• **Exercices**
a - D'après le texte sur les libraires et l'autoédition, quels livres les libraires devraient-ils refuser pour frapper un grand coup ?
b - Prolongez le texte sur les libraires et l'autoédition en reprenant juste après sa dernière phrase.

• **Texte fourni**

- - - -

Et surtout, les manipulent afin de contrer l'objet de leur véritable hantise : un essor de
l'autoédition qui finirait par vider les écuries de l'édition et
compromettrait un monopole sur lequel est basée la prospérité des
grands groupes (car, encore une fois, il s'agit de ces derniers, non du petit éditeur ou micro-éditeur indépendant amoureux de son
métier).
Eh oui, elle est là (aussi), la volonté hégémonique.
3)
CE QU'IL FAUT EN DÉDUIRE
Mais
où sont les libraires d'antan ?
Résumons : la persistance absurde des offices sous une forme financiarisée, à mille lieues du concept d'origine, éloigne ce beau métier de ce
qu'il était au départ.
Du temps de mes parents, une librairie constituait
encore un point de rencontre entre amoureux de la lecture, où un
libraire passionné faisait partager avec ferveur ses goûts
littéraires… Aujourd'hui,
à part quelques résistants, le libraire est un commerçant comme un
autre, qui n'a plus le temps de connaître ce qu'il vend.
Au
fond, je crois que l'une des raisons de la colère des libraires,
c'est avant tout la souffrance – fondée, et dont il faut
tenir compte – provoquée par ce changement de statut et
les pressions auxquelles ils sont soumis, eux qui ne rêvaient que de vivre heureux au milieu des livres.
Ce
n'est pas une raison pour prendre Amazon comme bouc émissaire, quels
que soient ses torts. Parce que là, très injustement, c'est
l'autoédition qui en fait les frais.
Et
l'autoédition, ce sont des millions d'auteurs qui, eux aussi,
méritent le respect. Enfin, peut-être pas tous, vu les sales
combines qu'on peut observer çà et là ; et pas tous non plus, d'un
point de vue purement littéraire. Mais on ne va pas pour
autant laisser jeter le bébé avec l'eau du bain.
Libraires, arrêtez de nous casser les… oreilles et prenez vos
responsabilités.
Vous voulez qu'Amazon évolue
ou cesse d'exister ? Frappez donc
un grand coup en refusant tous les livres des éditeurs qui vendent
aussi sur le géant américain.
Cette concurrence-là est sans aucune
commune mesure avec celle représentée par l'autoédition ;
parce que le livre des Éditions Machin acheté sur Amazon (ou
n'importe où ailleurs, comme vu plus haut) ne sera pas acheté chez
le libraire du coin.

- - - -

• **Données enregistrées**
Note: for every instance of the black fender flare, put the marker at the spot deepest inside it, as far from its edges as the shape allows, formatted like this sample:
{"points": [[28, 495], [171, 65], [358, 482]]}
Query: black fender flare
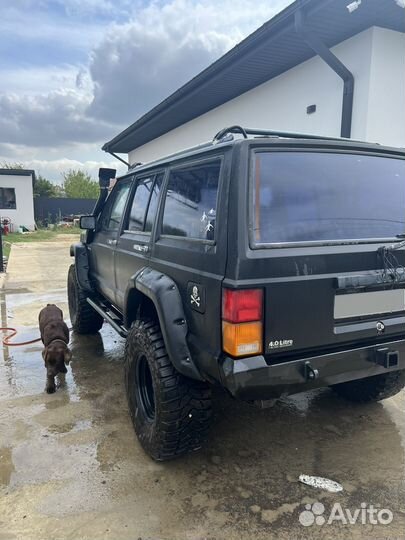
{"points": [[164, 294], [81, 256]]}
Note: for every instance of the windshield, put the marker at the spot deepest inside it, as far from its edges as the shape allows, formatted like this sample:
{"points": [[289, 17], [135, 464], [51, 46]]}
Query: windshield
{"points": [[309, 196]]}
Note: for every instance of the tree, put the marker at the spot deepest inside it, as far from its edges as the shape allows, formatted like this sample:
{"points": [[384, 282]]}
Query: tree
{"points": [[44, 188], [79, 184]]}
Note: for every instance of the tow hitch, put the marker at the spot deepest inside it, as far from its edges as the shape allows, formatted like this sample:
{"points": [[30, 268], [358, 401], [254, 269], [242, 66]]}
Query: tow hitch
{"points": [[387, 358], [310, 373]]}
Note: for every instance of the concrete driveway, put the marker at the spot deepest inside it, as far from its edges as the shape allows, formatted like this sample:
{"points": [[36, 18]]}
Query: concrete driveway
{"points": [[71, 467]]}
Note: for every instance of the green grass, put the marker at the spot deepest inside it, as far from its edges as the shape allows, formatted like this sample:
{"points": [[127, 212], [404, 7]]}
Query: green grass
{"points": [[41, 235]]}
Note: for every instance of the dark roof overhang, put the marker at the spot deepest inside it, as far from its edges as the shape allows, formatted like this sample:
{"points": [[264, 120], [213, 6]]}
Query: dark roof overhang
{"points": [[270, 51]]}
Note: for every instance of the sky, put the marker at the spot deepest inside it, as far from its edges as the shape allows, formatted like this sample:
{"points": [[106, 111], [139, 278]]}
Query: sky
{"points": [[74, 73]]}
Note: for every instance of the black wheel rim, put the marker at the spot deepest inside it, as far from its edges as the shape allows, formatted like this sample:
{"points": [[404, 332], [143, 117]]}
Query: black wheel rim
{"points": [[144, 389]]}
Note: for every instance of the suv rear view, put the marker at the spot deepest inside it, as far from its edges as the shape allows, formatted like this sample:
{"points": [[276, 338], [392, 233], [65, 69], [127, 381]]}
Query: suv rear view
{"points": [[268, 265]]}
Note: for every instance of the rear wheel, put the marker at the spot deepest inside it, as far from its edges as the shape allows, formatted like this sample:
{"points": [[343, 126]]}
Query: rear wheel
{"points": [[171, 413], [373, 388], [83, 317]]}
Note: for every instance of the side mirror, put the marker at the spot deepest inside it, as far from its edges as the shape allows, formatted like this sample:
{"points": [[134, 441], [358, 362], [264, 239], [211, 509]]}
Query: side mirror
{"points": [[88, 222], [104, 177]]}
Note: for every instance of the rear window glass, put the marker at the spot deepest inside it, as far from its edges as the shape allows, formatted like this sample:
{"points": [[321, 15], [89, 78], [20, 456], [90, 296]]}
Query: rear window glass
{"points": [[308, 196], [191, 201]]}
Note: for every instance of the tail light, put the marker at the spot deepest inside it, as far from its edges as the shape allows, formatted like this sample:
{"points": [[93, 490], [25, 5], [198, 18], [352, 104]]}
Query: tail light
{"points": [[242, 327]]}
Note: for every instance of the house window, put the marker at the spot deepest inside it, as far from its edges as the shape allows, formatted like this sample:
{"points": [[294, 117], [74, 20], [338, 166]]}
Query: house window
{"points": [[7, 199]]}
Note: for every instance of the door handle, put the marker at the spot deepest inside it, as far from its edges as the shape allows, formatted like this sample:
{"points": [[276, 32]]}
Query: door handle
{"points": [[141, 247]]}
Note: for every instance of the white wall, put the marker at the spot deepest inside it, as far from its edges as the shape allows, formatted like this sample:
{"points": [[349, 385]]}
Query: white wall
{"points": [[386, 107], [281, 103], [24, 212]]}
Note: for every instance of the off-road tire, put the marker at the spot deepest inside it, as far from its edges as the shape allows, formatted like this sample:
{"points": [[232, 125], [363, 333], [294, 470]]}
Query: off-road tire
{"points": [[373, 388], [82, 316], [171, 413]]}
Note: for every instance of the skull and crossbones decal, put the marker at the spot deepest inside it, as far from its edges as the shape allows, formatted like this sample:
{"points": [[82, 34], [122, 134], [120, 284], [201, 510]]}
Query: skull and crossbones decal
{"points": [[195, 297]]}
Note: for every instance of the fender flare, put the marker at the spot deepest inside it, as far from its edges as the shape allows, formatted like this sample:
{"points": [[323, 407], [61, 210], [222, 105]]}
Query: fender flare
{"points": [[164, 294], [81, 257]]}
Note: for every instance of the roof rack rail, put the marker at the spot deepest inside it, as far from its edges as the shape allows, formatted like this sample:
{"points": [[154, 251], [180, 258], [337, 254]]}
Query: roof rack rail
{"points": [[245, 132]]}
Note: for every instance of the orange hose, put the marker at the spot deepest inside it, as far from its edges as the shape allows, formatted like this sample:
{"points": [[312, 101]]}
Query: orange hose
{"points": [[13, 333]]}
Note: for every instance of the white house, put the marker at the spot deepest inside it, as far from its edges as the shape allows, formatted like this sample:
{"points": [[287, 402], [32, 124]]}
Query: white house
{"points": [[17, 198], [329, 67]]}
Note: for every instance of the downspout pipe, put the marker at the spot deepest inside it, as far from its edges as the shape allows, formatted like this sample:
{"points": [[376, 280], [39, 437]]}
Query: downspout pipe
{"points": [[317, 45]]}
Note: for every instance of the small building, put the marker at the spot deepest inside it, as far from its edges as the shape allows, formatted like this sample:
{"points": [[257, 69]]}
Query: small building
{"points": [[334, 68], [17, 198]]}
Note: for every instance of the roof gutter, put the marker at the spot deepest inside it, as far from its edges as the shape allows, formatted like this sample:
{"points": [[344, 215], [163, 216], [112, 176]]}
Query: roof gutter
{"points": [[118, 157], [317, 45]]}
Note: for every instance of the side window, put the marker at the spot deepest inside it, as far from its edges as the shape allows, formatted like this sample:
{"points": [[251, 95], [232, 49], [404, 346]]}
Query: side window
{"points": [[139, 206], [153, 203], [191, 200], [112, 214]]}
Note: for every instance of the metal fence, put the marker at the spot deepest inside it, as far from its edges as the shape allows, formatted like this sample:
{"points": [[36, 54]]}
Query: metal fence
{"points": [[54, 209]]}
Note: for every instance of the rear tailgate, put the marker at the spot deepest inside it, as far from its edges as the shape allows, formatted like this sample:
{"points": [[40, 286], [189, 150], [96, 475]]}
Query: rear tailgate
{"points": [[314, 312], [319, 219]]}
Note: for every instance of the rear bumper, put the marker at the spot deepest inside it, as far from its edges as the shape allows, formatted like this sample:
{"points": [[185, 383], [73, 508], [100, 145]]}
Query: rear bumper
{"points": [[253, 379]]}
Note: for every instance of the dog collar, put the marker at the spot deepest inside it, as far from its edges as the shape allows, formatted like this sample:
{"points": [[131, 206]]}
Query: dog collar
{"points": [[58, 339]]}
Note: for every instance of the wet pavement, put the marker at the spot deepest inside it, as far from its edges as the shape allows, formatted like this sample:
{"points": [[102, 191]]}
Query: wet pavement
{"points": [[71, 467]]}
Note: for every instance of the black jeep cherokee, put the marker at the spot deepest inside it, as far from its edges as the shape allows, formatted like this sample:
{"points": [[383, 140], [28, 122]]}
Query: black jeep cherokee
{"points": [[267, 263]]}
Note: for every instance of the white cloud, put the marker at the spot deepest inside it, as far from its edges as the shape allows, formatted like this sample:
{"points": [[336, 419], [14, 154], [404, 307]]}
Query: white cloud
{"points": [[68, 108], [139, 63]]}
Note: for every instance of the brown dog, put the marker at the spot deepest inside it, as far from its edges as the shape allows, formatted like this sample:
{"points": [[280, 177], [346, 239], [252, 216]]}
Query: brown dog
{"points": [[55, 337]]}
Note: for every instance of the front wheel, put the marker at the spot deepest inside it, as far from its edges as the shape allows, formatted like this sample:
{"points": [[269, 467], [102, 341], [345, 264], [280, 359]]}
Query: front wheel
{"points": [[171, 413], [373, 388], [82, 316]]}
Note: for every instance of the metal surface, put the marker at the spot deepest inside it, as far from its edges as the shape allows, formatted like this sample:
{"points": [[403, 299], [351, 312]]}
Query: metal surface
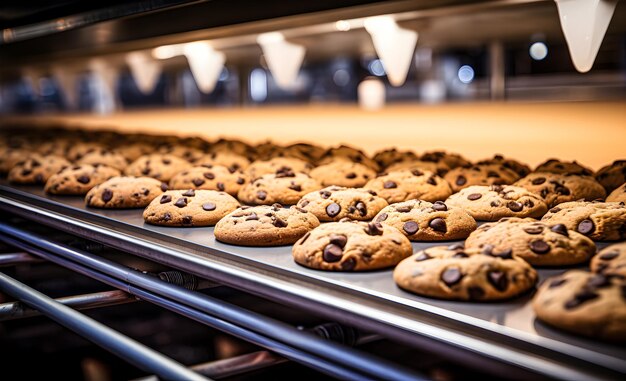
{"points": [[118, 344], [504, 332], [327, 357], [18, 310]]}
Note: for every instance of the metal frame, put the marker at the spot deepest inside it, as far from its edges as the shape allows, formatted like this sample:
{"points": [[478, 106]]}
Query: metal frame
{"points": [[303, 347]]}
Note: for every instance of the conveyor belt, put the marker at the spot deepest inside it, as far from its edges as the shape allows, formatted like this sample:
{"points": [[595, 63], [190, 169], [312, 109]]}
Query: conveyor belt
{"points": [[495, 335]]}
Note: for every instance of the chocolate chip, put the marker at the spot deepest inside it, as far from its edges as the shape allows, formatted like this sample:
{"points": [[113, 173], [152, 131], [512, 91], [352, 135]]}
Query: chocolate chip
{"points": [[451, 276], [295, 187], [609, 256], [374, 228], [339, 240], [533, 229], [514, 206], [333, 209], [580, 298], [556, 283], [539, 247], [538, 180], [440, 206], [410, 227], [107, 195], [474, 196], [349, 264], [360, 206], [389, 184], [209, 206], [382, 217], [586, 227], [498, 280], [475, 292], [438, 224]]}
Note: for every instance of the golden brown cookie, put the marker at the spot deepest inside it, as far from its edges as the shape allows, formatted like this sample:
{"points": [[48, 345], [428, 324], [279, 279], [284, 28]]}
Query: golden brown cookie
{"points": [[351, 246], [464, 274]]}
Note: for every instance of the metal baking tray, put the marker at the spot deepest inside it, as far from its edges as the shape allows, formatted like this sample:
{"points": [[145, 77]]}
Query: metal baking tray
{"points": [[505, 332]]}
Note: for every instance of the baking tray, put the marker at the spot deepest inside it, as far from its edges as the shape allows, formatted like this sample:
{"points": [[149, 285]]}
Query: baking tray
{"points": [[510, 325]]}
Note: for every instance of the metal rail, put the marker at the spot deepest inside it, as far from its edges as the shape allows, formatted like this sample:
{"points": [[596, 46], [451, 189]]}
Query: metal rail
{"points": [[303, 347], [126, 348], [19, 310]]}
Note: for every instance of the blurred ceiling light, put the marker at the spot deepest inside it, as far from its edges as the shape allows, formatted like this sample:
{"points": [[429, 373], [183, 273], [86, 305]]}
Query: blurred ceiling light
{"points": [[206, 64], [394, 46], [538, 50], [584, 24], [167, 51], [145, 70], [343, 26], [466, 74], [283, 58]]}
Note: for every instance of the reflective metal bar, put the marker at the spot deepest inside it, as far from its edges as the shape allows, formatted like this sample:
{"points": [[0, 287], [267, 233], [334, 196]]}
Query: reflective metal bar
{"points": [[233, 317], [18, 310], [11, 259], [118, 344]]}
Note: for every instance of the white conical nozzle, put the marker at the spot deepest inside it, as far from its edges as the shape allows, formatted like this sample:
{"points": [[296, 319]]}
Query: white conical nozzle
{"points": [[205, 63], [584, 24], [145, 70], [283, 58], [394, 46]]}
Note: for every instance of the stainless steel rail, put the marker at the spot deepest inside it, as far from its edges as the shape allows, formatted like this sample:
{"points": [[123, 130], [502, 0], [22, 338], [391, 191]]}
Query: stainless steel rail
{"points": [[128, 349], [303, 347], [19, 310]]}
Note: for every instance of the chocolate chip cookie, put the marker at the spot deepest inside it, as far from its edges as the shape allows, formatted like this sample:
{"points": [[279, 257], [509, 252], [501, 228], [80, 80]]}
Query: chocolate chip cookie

- - - -

• **Réponses par tâche**
a - Tous les livres des éditeurs qui vendent aussi sur le géant américain, c'est-à-dire Amazon.

b -
Oh, mais… mince alors, si les libraires faisaient une
telle chose, ils n'auraient presque plus rien à mettre en rayon…
Ben oui, parce que les éditeurs ne
vont pas se priver d'une partie de leurs ventes en refusant le
débouché que représente Amazon !
En revanche, pour l'édition,
l'autoédition est une réelle concurrence ; encore très
relative, là aussi, mais indéniable. Résultat, les éditeurs joignent
discrètement leurs voix à celles des libraires pour stigmatiser
l'autoédition – et non pas Amazon – à travers
l'affaire Koskas. Ni vu ni connu je t'embrouille, la rancœur
commerciale des libraires envers Amazon devient un
procès pour illégitimité à l'encontre des romans sans éditeur.
Le but est (presque) atteint :
tout le monde focalise sur la vilaine autoédition, [réel ou prétendu] nerf de la guerre
d'Amazon contre les pauvres libraires de quartier, et l'on oublie que
les éditeurs utilisent allègrement le même Amazon pour cartonner
davantage.
Alors qu'il y
aurait d'autres voies à explorer pour sauver les libraires…
4)
LES SOLUTIONS ENVISAGEABLES
Elles sont soit collectives, soit
individuelles.
Le site commun
Un premier pas a été franchi avec la
création d'un portail des librairies indépendantes : article de présentation et liens ici. Bravo !
Et si le sujet vous intéresse, vous pouvez consulter ceci pour en savoir davantage.
Sans prétendre concurrencer Amazon,
les libraires, en se fédérant, s'offrent une vitrine commune qui leur donne du
poids et de la visibilité, tout en facilitant la vie des
clients désireux de commander en ligne.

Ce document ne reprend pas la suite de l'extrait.